##### PAGE EXTRACT

[Python-Dev] urllib2 doesn't grok URLs w/ user/passwd

Tue Dec 30 11:11:44 EST 2003

On Tuesday 30 December 2003 04:03 pm, Skip Montanaro wrote:
> SF seems to be down for some unscheduled reason.  Posting here just so I
> don't completely forget about it should I exit my web browser before SF is
> back up...
>
> urllib2.urlopen("http://foo@www.python.org/") fails (at least in part)
> because it fails to separate the username and password from the hostname.
> Trying to open http://foo:bar@www.python.org/ reveals other shortcomings in
> its url parsing.  It seems to me the syntactic bits shouldn't be difficult
> to resolve using urllib.spluituser().  I'm much less clear what to do with
> the username and password once they've been separated from the hostname.

Presumably they need to be kept somewhere and sent in the Authorization
header in case the server returns a 401 error and challenge (or a proxy 
returns a 407 error and challenge) -- or maybe the Authorization header
(with the base 64 encoding of user:pass) can be sent even as part of the
first request to speed things up (assuming an authorization scheme of
Basic).  RFC 2617, I believe.  urllib2's architecture delegates authorization
to separate components, of course, so I guess the userid and password
should just be handed over to such components if they're present, but I
haven't looked into that in detail.

Alex

##########
##### STORED RECORDS

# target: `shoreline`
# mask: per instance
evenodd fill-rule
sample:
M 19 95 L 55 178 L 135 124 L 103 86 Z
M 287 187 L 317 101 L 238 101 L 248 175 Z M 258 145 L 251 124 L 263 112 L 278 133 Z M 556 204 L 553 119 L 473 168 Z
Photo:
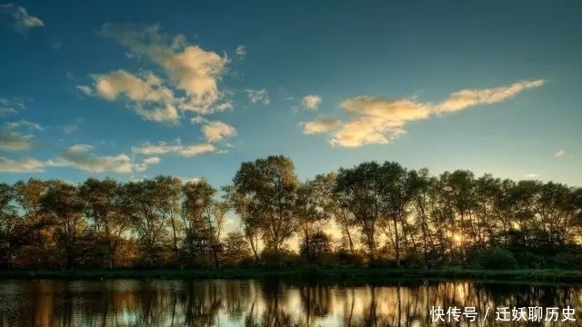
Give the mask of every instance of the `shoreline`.
M 519 269 L 519 270 L 472 270 L 458 268 L 444 269 L 395 269 L 395 268 L 200 268 L 200 269 L 112 269 L 112 270 L 4 270 L 3 279 L 234 279 L 262 280 L 276 278 L 289 282 L 375 282 L 414 280 L 475 282 L 506 282 L 532 283 L 580 283 L 582 272 L 559 269 Z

##########

→ **EXERCISE SET**
a) According to the urllib2 message, why should the username and password be handed to separate components once they are separated from the hostname? Answer in one to three sentences.
b) Answer these questions about the urllib2 message, one per line:
(i) On what date was the message sent?
(ii) What error code does a proxy return with its challenge?
(iii) Which RFC is cited?

→ **ANSWER LIST**
a) urllib2's architecture delegates authorization to separate components. So if a userid and password are present, they should be handed to those components.

b)
(i) Tuesday, December 30, 2003
(ii) 407
(iii) RFC 2617